§ **Extract to read**:
[Start of Attachment]

Children’s vaccinations and booster doses
On the status of vaccinations for children, Paul said that the National Technical Advisory Group on Immunisation in India (NTAGI) is looking at emerging data on the same.
“We do not have enough information on children’s vaccination yet. They are examining other facets of the vaccines. When a decision point is reached and a recommendation is given by them, it will be acted on appropriately,” he added.
Asked about plans for booster doses in India, Balram Bhargava, director general at the Indian Council for Medical Research (ICMR), explained that there are three aspects to immune response — antibody response, cellular immunity and mucosal immunity.
Both cellular immunity and mucosal immunity are relatively harder to measure and track, but antibody response can be easily measured, he said.
“Antibody levels remain high for upto nine months, according to several studies, after which the levels come down. But this does not mean that the vaccine becomes ineffective after nine months,” Bhargava added.
V.K. Paul said the World Health Organisation (WHO) has not yet given any recommendations for booster doses. “WHO has clearly and emphatically highlighted the need to complete vaccination as the most important priority. Our approach is also aligned with the view that we should complete vaccinating every adult with two doses,” he added.
Paul said they are keeping a watch on the emerging science of mixing vaccines for better immune response.

[End of Attachment]

§ **Task directions**: List every organization named in the text on children's vaccinations and booster doses.

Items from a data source
[Start of Attachment]

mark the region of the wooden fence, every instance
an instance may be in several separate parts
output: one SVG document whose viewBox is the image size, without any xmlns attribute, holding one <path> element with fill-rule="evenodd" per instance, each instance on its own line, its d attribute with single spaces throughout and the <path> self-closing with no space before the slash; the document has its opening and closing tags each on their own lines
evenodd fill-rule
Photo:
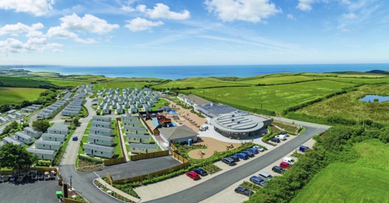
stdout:
<svg viewBox="0 0 389 203">
<path fill-rule="evenodd" d="M 144 160 L 146 158 L 154 158 L 156 157 L 167 156 L 169 155 L 169 150 L 164 151 L 156 152 L 147 154 L 140 154 L 136 155 L 132 155 L 129 156 L 131 160 Z"/>
<path fill-rule="evenodd" d="M 125 162 L 125 158 L 124 157 L 111 158 L 110 160 L 104 160 L 104 166 L 114 165 L 115 164 L 124 163 L 124 162 Z"/>
</svg>

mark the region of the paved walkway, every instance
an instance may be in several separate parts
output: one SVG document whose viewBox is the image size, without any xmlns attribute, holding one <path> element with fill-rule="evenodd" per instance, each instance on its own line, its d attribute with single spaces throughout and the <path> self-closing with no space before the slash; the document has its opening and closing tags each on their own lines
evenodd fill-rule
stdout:
<svg viewBox="0 0 389 203">
<path fill-rule="evenodd" d="M 100 178 L 99 177 L 97 178 L 97 181 L 100 182 L 100 184 L 104 185 L 104 186 L 105 186 L 105 188 L 107 188 L 108 190 L 110 190 L 112 192 L 114 192 L 123 196 L 124 196 L 125 198 L 127 198 L 127 199 L 131 200 L 134 202 L 138 202 L 140 200 L 140 199 L 136 198 L 135 197 L 134 197 L 133 196 L 131 196 L 131 195 L 120 190 L 118 189 L 116 189 L 115 188 L 113 187 L 112 186 L 111 186 L 110 184 L 107 184 L 106 182 L 104 181 L 103 180 Z"/>
</svg>

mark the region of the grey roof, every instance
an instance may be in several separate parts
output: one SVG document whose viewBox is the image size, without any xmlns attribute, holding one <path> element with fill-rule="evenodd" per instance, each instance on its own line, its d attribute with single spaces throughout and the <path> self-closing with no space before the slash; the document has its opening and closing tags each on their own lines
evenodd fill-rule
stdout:
<svg viewBox="0 0 389 203">
<path fill-rule="evenodd" d="M 84 146 L 84 148 L 88 148 L 92 150 L 97 150 L 100 152 L 112 152 L 115 150 L 115 148 L 111 146 L 103 146 L 101 145 L 92 144 L 88 143 Z"/>
<path fill-rule="evenodd" d="M 130 143 L 130 148 L 158 148 L 158 146 L 152 144 L 141 144 L 139 143 Z"/>
<path fill-rule="evenodd" d="M 57 145 L 57 146 L 60 146 L 61 145 L 61 142 L 54 142 L 54 141 L 46 141 L 46 140 L 37 140 L 35 141 L 35 144 L 50 144 L 50 145 Z"/>
<path fill-rule="evenodd" d="M 126 134 L 127 138 L 138 138 L 140 139 L 150 139 L 150 136 L 147 134 Z"/>
<path fill-rule="evenodd" d="M 186 126 L 159 129 L 160 132 L 168 140 L 179 139 L 197 136 L 199 134 Z"/>
<path fill-rule="evenodd" d="M 89 136 L 88 136 L 88 138 L 91 138 L 92 139 L 102 140 L 107 140 L 107 141 L 111 141 L 114 138 L 113 136 L 98 136 L 97 134 L 90 134 Z"/>
<path fill-rule="evenodd" d="M 44 154 L 54 155 L 55 150 L 40 150 L 39 148 L 27 148 L 27 151 L 35 154 Z"/>
</svg>

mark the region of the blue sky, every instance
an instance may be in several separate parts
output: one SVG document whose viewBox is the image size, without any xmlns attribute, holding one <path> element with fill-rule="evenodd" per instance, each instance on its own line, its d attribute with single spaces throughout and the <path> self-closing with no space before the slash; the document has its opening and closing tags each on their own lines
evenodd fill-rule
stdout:
<svg viewBox="0 0 389 203">
<path fill-rule="evenodd" d="M 0 0 L 0 64 L 388 62 L 387 0 Z"/>
</svg>

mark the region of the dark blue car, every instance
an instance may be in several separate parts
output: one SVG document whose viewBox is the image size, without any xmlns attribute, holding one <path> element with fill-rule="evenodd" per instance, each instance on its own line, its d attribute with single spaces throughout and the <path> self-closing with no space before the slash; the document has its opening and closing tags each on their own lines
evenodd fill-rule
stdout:
<svg viewBox="0 0 389 203">
<path fill-rule="evenodd" d="M 236 153 L 234 156 L 241 160 L 247 160 L 248 159 L 248 156 L 244 153 Z"/>
</svg>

[End of Attachment]

§ **Solution to this task**:
- National Technical Advisory Group on Immunisation in India (NTAGI)
- Indian Council for Medical Research (ICMR)
- World Health Organisation (WHO)